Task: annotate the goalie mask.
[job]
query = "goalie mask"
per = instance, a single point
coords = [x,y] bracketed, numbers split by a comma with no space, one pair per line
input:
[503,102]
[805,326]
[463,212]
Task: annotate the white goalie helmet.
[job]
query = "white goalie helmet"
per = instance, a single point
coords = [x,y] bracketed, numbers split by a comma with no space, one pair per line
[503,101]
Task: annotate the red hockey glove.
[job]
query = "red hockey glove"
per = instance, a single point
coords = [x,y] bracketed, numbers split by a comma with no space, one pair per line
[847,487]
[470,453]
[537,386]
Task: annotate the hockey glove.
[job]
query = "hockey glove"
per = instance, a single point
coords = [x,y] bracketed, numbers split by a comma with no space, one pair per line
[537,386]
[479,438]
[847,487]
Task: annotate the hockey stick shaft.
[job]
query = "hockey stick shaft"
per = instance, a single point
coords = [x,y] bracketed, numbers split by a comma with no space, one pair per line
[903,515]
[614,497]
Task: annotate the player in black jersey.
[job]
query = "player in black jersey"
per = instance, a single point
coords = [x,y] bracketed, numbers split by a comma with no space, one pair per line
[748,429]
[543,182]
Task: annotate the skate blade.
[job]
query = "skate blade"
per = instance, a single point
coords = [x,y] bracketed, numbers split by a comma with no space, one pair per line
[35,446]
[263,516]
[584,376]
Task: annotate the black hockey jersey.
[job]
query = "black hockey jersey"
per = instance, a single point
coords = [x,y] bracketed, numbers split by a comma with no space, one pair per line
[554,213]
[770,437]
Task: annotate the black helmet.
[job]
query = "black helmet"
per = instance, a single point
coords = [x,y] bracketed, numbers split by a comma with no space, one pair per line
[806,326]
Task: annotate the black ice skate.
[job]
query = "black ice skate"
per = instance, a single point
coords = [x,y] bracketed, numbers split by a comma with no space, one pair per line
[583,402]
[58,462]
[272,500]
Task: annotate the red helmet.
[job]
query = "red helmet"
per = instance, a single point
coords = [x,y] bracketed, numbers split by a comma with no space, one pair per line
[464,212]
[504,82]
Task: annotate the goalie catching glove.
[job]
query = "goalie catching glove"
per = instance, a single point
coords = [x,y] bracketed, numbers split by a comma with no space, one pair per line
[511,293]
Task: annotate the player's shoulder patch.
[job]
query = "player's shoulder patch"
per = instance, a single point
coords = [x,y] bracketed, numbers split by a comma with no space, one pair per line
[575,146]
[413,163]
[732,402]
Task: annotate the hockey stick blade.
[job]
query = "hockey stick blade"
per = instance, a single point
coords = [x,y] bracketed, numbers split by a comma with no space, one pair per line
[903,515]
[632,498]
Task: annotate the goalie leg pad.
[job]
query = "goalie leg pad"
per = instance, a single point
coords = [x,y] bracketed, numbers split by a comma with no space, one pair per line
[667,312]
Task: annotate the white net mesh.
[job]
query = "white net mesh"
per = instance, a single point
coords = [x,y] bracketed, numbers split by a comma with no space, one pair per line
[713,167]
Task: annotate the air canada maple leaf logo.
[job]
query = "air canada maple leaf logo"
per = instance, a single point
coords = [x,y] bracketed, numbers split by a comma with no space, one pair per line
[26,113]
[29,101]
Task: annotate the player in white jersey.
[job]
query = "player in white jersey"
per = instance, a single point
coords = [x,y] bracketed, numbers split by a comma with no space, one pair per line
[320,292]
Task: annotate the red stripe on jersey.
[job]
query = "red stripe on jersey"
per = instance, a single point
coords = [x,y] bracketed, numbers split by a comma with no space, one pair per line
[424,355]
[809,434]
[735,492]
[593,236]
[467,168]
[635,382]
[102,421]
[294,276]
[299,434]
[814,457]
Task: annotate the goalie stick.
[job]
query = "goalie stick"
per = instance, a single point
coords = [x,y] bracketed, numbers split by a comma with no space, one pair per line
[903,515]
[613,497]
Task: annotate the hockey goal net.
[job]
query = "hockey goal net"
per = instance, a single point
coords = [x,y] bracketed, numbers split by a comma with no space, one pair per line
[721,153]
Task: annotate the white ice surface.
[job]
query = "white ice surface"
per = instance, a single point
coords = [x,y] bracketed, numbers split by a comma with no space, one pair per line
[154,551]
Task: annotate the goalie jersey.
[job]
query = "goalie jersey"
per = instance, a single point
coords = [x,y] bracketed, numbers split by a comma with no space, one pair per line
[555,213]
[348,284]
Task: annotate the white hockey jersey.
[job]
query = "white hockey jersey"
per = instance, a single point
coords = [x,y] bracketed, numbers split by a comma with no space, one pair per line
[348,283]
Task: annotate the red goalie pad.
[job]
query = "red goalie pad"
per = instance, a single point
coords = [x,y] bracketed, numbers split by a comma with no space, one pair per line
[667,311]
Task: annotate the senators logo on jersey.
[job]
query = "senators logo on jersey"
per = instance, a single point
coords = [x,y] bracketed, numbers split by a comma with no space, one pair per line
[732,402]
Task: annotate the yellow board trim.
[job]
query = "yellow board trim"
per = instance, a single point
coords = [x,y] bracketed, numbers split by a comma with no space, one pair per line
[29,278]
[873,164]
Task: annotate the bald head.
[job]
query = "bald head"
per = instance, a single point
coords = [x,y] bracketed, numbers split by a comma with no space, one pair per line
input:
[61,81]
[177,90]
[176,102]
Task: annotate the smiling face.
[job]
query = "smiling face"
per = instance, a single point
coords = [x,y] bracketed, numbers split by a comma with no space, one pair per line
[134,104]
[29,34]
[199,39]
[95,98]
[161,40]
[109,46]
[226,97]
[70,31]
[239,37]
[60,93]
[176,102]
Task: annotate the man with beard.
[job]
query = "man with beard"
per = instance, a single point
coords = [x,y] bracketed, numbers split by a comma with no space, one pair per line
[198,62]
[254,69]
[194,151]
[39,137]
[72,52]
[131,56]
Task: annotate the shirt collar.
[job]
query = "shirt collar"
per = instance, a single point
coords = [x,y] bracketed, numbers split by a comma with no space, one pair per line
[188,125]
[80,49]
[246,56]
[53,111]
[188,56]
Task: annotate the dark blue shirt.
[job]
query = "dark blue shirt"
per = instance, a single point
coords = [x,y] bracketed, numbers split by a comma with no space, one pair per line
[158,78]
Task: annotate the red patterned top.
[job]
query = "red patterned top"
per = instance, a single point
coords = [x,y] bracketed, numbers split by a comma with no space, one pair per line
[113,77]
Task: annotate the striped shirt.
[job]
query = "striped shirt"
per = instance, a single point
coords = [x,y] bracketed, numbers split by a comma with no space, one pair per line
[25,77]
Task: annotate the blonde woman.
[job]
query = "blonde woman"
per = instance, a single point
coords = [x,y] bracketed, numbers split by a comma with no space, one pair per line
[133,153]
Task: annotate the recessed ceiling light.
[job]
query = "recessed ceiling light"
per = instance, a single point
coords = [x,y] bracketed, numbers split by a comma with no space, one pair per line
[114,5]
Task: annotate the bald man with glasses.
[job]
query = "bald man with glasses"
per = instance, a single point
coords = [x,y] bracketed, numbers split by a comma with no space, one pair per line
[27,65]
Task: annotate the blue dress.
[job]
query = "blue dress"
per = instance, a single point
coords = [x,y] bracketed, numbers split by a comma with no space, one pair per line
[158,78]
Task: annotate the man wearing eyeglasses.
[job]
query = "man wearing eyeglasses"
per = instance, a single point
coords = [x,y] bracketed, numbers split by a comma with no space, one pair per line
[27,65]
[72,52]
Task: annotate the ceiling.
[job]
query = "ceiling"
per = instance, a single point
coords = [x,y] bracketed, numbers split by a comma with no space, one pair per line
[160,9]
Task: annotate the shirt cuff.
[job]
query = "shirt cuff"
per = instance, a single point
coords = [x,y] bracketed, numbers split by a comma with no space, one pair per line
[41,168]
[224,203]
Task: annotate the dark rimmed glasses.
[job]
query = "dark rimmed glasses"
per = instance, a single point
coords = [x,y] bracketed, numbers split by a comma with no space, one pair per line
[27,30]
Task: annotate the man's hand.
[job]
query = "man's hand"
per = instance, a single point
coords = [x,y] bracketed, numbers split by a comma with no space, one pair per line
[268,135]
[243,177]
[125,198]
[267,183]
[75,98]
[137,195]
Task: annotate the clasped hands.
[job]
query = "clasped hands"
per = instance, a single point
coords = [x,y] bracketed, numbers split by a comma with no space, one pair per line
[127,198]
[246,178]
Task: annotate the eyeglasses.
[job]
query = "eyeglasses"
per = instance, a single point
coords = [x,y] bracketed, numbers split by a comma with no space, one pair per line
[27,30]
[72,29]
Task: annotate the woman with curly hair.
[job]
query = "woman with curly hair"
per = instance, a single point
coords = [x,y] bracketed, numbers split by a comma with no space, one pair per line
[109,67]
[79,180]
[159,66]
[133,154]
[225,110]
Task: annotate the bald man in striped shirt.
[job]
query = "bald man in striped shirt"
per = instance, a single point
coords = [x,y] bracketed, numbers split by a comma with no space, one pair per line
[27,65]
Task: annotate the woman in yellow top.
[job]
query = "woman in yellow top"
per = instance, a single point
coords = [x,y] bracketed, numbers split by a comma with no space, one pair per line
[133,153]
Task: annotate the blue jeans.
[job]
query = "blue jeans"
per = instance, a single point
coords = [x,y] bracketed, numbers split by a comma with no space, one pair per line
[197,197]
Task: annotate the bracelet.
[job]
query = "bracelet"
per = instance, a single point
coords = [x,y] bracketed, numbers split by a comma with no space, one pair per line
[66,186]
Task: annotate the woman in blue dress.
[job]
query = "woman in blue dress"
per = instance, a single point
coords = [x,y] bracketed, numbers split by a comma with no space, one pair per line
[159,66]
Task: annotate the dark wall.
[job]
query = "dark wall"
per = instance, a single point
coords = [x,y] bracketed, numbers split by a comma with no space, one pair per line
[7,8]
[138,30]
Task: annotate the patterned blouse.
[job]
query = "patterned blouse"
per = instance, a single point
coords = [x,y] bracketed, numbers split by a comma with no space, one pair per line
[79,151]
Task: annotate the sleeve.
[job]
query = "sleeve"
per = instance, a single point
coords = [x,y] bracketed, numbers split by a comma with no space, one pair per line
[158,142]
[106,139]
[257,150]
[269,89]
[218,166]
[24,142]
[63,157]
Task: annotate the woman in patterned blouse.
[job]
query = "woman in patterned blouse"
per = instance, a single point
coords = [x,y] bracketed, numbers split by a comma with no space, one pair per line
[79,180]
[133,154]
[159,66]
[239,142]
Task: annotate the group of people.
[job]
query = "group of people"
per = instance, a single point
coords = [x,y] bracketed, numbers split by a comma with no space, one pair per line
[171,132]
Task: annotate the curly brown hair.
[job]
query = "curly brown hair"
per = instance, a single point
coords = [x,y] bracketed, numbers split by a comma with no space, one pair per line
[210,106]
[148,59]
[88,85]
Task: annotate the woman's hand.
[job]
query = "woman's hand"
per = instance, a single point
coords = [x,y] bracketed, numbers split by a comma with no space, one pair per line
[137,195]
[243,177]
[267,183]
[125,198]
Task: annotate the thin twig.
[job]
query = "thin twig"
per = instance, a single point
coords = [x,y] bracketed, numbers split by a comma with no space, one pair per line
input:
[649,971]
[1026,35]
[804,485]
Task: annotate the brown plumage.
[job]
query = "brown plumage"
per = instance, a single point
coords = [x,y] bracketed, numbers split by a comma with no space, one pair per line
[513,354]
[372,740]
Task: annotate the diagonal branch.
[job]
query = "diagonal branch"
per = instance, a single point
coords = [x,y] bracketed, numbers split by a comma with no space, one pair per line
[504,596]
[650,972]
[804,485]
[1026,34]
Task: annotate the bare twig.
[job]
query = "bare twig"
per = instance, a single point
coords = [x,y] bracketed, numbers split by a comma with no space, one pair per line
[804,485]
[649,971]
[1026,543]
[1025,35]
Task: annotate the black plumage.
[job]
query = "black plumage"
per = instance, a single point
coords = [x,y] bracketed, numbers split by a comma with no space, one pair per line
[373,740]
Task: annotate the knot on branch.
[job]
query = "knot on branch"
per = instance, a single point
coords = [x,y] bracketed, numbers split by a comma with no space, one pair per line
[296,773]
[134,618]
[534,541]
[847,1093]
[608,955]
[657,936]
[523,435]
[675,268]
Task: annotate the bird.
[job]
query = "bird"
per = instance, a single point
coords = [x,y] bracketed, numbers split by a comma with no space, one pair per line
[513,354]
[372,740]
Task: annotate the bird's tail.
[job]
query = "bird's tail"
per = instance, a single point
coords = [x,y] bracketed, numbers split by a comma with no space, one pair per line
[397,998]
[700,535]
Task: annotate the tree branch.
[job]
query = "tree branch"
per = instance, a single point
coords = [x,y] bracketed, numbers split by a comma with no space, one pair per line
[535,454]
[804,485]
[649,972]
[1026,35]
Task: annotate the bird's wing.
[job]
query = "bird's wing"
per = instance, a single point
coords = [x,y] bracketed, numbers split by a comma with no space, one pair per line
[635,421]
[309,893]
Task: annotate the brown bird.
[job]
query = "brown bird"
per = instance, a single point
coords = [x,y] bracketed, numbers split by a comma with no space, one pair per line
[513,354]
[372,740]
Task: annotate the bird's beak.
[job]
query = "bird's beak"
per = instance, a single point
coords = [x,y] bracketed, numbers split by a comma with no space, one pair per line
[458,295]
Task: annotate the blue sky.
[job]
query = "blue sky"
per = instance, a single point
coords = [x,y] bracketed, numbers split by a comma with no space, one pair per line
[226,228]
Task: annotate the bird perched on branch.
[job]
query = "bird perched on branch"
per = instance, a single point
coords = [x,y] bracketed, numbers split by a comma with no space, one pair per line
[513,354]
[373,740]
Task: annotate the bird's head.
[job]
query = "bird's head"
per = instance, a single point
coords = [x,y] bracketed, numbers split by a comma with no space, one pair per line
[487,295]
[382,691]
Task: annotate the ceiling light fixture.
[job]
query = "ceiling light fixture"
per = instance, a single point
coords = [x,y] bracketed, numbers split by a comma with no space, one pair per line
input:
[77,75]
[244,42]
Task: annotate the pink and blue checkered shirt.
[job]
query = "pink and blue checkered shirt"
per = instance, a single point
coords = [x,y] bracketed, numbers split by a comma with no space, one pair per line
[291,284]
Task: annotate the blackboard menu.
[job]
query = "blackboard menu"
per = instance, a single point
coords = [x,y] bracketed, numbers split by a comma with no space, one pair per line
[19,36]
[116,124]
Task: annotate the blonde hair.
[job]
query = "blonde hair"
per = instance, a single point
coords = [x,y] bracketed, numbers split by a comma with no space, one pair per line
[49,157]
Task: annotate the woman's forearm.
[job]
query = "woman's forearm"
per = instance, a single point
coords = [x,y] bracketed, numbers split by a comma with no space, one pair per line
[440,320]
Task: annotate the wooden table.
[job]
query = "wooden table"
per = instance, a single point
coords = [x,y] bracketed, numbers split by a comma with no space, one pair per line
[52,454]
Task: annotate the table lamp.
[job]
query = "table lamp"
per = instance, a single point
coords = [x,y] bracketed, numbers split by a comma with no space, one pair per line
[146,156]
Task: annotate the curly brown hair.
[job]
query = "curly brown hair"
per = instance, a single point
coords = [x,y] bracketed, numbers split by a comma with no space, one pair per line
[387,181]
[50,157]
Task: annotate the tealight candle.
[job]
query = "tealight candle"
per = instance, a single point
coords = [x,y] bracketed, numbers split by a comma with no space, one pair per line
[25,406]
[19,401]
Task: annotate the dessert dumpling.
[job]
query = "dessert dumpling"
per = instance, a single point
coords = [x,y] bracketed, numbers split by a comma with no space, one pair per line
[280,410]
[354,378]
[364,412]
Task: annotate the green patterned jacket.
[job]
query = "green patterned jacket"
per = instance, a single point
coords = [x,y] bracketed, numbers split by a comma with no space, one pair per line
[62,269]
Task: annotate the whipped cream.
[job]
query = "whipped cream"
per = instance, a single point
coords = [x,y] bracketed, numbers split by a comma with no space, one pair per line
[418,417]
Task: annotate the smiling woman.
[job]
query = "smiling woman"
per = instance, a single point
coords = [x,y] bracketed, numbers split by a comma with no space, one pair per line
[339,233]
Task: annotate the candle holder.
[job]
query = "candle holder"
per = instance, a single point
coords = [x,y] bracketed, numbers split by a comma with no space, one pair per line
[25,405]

- - -

§ DIRECTIONS FOR THIS TASK:
The answer should be only a number: the count of lines in the listing above that contain the word "blade".

§ PROBLEM SOLUTION:
4